| Excerpted passage |
╔══

HEALTH Minister Hazel Blears seems to have lost the plot by attacking MP James Gray for his defence of Malmesbury Hospital.
Mr Gray presented to the House of Commons a petition signed by 2,300 residents from Malmesbury and surrounding villages protesting at the Kennet and North Wiltshire Primary Care Health Trust's possible closure of Malmesbury Hospital.
Yet in the Commons Ms Blears attacked the MP for not providing the "necessary support" for the health trust.
The simple justification for Mr Gray not supporting the health trust is because of its scarcely disguised enthusiasm for shutting Malmesbury's hospital or slashing its services.
If that wasn't a good enough reason for Mr Gray to withhold his support, Ms Blears seemed indifferent to Malmesbury's plight when the MP met her to discuss the hospital's future.
The health trust is nothing more than an extension of the Labour Government.
My wife and I have written to the trust proposing that, before it considers shutting facilities such as Malmesbury Hospital, it should reduce the level of its administrators to that in the private health sector, i.e. one administrator to nine medical staff.
Yet of all the options the trust floats for reducing expenditure, none includes cuts in the number of bureaucrats.
Curious? Not at all. Tony Blair and Gordon Brown are intent on extending the public sector in the certain knowledge that its employees are more likely to vote Labour than those in the private sector who pay the public sector's salaries.
As our economy totters under the weight of public spending and, from April 6 increased direct taxation, the private sector is taking the axe to its workforce.
The national media is full of announcements of redundancies. When did the public sector ever cut its workforce?
In the 1970s Ford slashed seven layers of management and produced better cars.
In the 1990s the electricity industry was put into private hands and subsequently more than half its staff were made redundant. Today, electricity is cheaper in real terms than it was before privatisation.
Will Barbara Smith, the chief executive of the health trust, take the axe to the administrators and bureaucrats in her part of the NHS where, according to recent reports, about half of all staff are non-medical? You can bet she won't.
But she'll ensure that, through our taxes, we pay for a shelter at her headquarters so her administrators smoke cigarettes protected from the wind and rain.
While the NHS is now the world's largest employer outside the Republic of China and local facilities such as Malmesbury Hospital face the axe, doctors complain, just as in Lenin's Soviet Union, administrators working to political dictates are usurping medical judgements.
The Labour Government and its health quangos have had six years to solve these problems. They don't understand the public sector ethos they laud is incapable of delivering efficient and cheap services.
As one of our relatives remains under the care of Miss Smith's health trust, we will be grateful if you would withhold our names and address.

╚══

| Collected material |
╔══

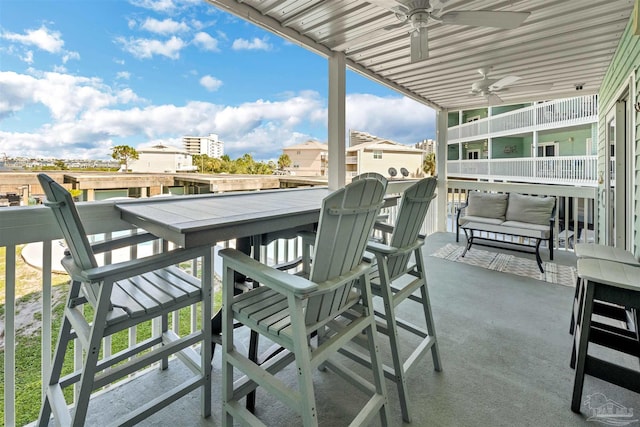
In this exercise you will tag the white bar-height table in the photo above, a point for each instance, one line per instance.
(208, 219)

╚══

| Your objective |
Write out the Malmesbury Hospital letter again, starting at "The national media" and ending at "produced better cars.", and swap "redundancies" for "layoffs".

| Task result |
The national media is full of announcements of layoffs. When did the public sector ever cut its workforce?
In the 1970s Ford slashed seven layers of management and produced better cars.